■ DOCUMENT
● ● ●

# Sticky  3rd party Mac Apps/Utilities



## PJS

Maybe the moderators/management will sticky this for our ever growing Apple Mac user base.
In this thread, please list your favourite 3rd party Applications/Utilities without which you'd be struggling to cope using vanilla flavoured Mac OS X - yeah, right! :devil:
Anyhoo, I'll kick off with this lot, in no particular order of preference:

*GraphicConverter* - cheap but still powerful alternative to Photoshop
*Flip4Mac* - view WMV encoded clips in your web browser and via Quicktime
*OmniDiskSweeper* - see what's eating up your disk space, and remove it
*Transmit* - upload/download your files to your ISP provided webspace or any other server you have access to
*PictureSync* - upload your images and movies to free hosting sites Webshots, Flickr, and more
*R-Name* - rename multiple files in one fell swoop
*MPFreaker* - gather tags/lyrics/artwork for all those MP3's devoid of them
*MainMenu* - maintenance, cleaning and optimization menu item
********* - control iTunes from the menubar
*OnyX* - tweak hidden elements of OS X
*Xupport* - same as OnyX
*AppFresh* - keep tabs on updates for your growing list of software
*MaxMenus* - make use of the 4 corners of your screen/desktop
*Growl* - global notifications system for OS X
*Perian* - Quicktime component like Flip4Mac, for native viewing of AVI/DivX/FLV and many more video and audio formats
*Secrets* - customize many Mac OS hidden or incomplete settings
*Service Scrubber* - manage your increasing OS X Services Menu resulting from the addition of new software


----------



## RichieLee

hey PJS, would it not be good also to add a very brief explanation next to each app as to what they do?

● ● ●

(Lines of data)
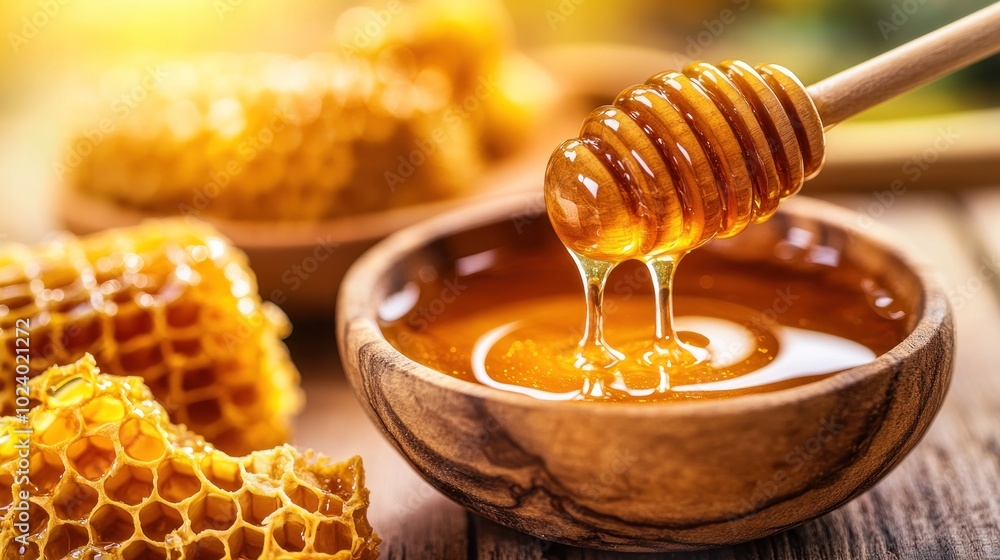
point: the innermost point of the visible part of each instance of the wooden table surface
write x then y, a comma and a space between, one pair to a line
943, 501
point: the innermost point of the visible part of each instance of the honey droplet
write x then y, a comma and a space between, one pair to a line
69, 392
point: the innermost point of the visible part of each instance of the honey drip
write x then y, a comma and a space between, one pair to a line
511, 318
673, 163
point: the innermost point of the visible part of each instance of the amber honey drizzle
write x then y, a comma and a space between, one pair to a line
515, 323
673, 163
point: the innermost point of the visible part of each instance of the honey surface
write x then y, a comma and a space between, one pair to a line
515, 324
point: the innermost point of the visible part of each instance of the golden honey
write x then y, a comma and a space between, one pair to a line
675, 162
515, 323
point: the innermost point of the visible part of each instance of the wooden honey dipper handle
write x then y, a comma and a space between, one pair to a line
913, 64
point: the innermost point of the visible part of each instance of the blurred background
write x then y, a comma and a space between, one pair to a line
59, 52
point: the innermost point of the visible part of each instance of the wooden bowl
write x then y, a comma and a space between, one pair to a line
647, 477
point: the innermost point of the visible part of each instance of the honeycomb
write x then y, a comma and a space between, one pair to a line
169, 301
470, 47
271, 137
108, 475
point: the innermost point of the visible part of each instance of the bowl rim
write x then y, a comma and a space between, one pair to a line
935, 311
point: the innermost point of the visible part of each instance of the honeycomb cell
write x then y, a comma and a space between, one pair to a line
213, 512
176, 480
25, 552
104, 410
331, 506
192, 501
290, 533
334, 130
181, 314
245, 396
159, 520
303, 497
111, 524
142, 550
205, 412
198, 378
141, 441
91, 456
332, 537
75, 501
64, 539
256, 508
143, 301
222, 471
46, 470
70, 392
53, 429
38, 518
246, 543
206, 548
130, 485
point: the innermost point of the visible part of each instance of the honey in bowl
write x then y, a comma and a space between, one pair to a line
772, 313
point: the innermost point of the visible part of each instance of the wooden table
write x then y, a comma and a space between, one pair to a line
942, 502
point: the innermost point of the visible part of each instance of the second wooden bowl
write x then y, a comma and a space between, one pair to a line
699, 474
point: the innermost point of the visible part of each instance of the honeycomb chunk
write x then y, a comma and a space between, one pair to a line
172, 302
133, 485
271, 137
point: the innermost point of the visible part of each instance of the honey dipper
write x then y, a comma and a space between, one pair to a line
692, 155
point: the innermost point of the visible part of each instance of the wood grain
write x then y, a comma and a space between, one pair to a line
943, 501
531, 465
908, 66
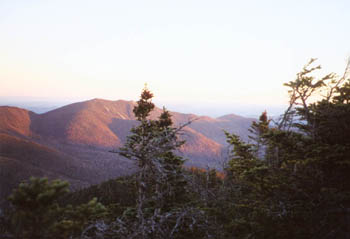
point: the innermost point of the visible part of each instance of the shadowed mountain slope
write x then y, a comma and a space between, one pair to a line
73, 142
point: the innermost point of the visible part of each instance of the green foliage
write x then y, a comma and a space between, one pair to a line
37, 213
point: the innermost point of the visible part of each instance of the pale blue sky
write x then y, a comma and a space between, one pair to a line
195, 53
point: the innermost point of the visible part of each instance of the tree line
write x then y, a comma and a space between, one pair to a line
290, 180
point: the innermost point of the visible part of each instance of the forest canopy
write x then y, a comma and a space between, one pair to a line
290, 180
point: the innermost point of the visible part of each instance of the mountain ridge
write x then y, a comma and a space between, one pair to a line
77, 138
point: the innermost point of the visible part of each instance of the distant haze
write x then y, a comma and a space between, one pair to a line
211, 56
42, 105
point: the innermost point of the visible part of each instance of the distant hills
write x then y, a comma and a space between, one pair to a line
73, 142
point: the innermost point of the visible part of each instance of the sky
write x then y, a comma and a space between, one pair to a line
200, 56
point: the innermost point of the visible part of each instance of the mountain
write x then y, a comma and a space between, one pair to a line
74, 142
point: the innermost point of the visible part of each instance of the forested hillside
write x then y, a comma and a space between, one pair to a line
292, 180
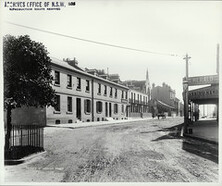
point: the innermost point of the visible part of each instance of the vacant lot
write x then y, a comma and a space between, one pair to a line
143, 151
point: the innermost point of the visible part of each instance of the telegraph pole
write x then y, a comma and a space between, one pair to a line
185, 95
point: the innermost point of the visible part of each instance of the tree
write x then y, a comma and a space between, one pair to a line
27, 76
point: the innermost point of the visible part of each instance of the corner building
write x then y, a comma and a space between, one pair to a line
83, 95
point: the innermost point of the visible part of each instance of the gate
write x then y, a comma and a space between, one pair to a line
25, 140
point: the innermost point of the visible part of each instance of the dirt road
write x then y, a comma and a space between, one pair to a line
143, 151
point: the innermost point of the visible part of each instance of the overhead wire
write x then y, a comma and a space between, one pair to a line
92, 41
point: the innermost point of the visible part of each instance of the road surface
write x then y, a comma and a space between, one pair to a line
139, 151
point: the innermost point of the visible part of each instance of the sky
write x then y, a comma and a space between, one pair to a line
169, 28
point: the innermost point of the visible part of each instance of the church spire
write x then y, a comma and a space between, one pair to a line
147, 84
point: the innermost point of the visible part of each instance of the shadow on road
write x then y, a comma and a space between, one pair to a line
196, 146
203, 149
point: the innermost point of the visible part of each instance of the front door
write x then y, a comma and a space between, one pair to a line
106, 109
110, 109
78, 108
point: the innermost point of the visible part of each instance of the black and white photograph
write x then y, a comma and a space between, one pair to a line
120, 92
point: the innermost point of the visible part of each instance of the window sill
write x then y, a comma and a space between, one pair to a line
68, 87
56, 112
68, 112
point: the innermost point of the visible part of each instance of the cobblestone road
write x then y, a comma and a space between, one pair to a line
142, 151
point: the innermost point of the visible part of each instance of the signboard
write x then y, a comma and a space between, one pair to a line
211, 92
203, 80
29, 116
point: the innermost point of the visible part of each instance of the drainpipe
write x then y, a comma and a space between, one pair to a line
92, 100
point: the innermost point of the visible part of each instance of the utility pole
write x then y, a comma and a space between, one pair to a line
185, 95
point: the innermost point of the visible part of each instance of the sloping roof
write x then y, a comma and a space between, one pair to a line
64, 64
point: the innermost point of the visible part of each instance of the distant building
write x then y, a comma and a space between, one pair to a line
85, 94
139, 97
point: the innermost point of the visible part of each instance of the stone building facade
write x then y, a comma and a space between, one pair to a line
164, 99
85, 95
139, 97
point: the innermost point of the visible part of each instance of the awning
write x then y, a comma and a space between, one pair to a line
164, 104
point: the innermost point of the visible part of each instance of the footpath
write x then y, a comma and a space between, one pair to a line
97, 123
207, 130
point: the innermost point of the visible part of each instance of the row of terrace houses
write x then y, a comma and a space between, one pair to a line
85, 95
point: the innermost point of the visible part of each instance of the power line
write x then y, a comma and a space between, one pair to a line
92, 41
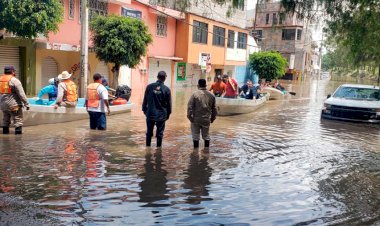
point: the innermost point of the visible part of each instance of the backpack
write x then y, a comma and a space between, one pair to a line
123, 92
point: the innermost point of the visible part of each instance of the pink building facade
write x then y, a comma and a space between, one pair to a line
61, 50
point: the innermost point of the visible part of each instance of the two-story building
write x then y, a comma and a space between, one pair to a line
274, 29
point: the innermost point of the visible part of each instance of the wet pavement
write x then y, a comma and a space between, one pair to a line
281, 165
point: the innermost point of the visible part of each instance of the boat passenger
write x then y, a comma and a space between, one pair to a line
12, 100
201, 111
218, 87
67, 91
51, 90
231, 87
244, 89
96, 103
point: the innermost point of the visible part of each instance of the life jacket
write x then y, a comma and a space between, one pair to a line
71, 92
53, 95
4, 84
93, 98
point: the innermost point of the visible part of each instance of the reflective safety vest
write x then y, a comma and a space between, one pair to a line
93, 98
71, 92
4, 84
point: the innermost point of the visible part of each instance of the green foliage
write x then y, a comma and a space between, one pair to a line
120, 40
269, 65
352, 24
28, 18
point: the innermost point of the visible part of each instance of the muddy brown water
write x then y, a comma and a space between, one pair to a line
281, 165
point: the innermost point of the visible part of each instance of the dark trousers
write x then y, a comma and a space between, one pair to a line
160, 128
98, 120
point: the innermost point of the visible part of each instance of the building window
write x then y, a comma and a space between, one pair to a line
299, 34
242, 40
274, 21
200, 32
219, 36
71, 9
131, 13
240, 4
282, 18
288, 34
257, 34
162, 24
97, 7
231, 39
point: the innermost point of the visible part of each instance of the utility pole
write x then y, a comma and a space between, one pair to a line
84, 46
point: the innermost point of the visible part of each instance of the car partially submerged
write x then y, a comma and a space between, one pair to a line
353, 102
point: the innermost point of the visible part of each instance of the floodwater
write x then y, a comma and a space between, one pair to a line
281, 165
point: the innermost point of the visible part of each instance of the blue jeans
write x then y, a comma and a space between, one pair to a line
98, 120
160, 128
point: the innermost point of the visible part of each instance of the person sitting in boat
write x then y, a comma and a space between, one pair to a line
231, 87
67, 91
51, 90
251, 92
244, 89
218, 88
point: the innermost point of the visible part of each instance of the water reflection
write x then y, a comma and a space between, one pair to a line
197, 177
153, 187
281, 163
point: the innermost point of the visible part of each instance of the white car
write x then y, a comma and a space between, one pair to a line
350, 102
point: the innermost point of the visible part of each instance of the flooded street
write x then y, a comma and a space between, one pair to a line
280, 165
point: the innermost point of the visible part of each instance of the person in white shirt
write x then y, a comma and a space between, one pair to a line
97, 103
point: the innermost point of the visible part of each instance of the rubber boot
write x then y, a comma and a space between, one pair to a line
159, 142
196, 143
18, 130
5, 130
148, 141
207, 143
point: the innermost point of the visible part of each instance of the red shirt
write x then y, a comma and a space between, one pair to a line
218, 87
230, 91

● ● ●

■ PROBLEM STATEMENT
Copy the whole forum thread on third-party Mac apps and utilities word for word, from its title through the last reply.

■ WORKED SOLUTION
# Sticky  3rd party Mac Apps/Utilities



## PJS

Maybe the moderators/management will sticky this for our ever growing Apple Mac user base.
In this thread, please list your favourite 3rd party Applications/Utilities without which you'd be struggling to cope using vanilla flavoured Mac OS X - yeah, right! :devil:
Anyhoo, I'll kick off with this lot, in no particular order of preference:

*GraphicConverter* - cheap but still powerful alternative to Photoshop
*Flip4Mac* - view WMV encoded clips in your web browser and via Quicktime
*OmniDiskSweeper* - see what's eating up your disk space, and remove it
*Transmit* - upload/download your files to your ISP provided webspace or any other server you have access to
*PictureSync* - upload your images and movies to free hosting sites Webshots, Flickr, and more
*R-Name* - rename multiple files in one fell swoop
*MPFreaker* - gather tags/lyrics/artwork for all those MP3's devoid of them
*MainMenu* - maintenance, cleaning and optimization menu item
********* - control iTunes from the menubar
*OnyX* - tweak hidden elements of OS X
*Xupport* - same as OnyX
*AppFresh* - keep tabs on updates for your growing list of software
*MaxMenus* - make use of the 4 corners of your screen/desktop
*Growl* - global notifications system for OS X
*Perian* - Quicktime component like Flip4Mac, for native viewing of AVI/DivX/FLV and many more video and audio formats
*Secrets* - customize many Mac OS hidden or incomplete settings
*Service Scrubber* - manage your increasing OS X Services Menu resulting from the addition of new software


----------



## RichieLee

hey PJS, would it not be good also to add a very brief explanation next to each app as to what they do?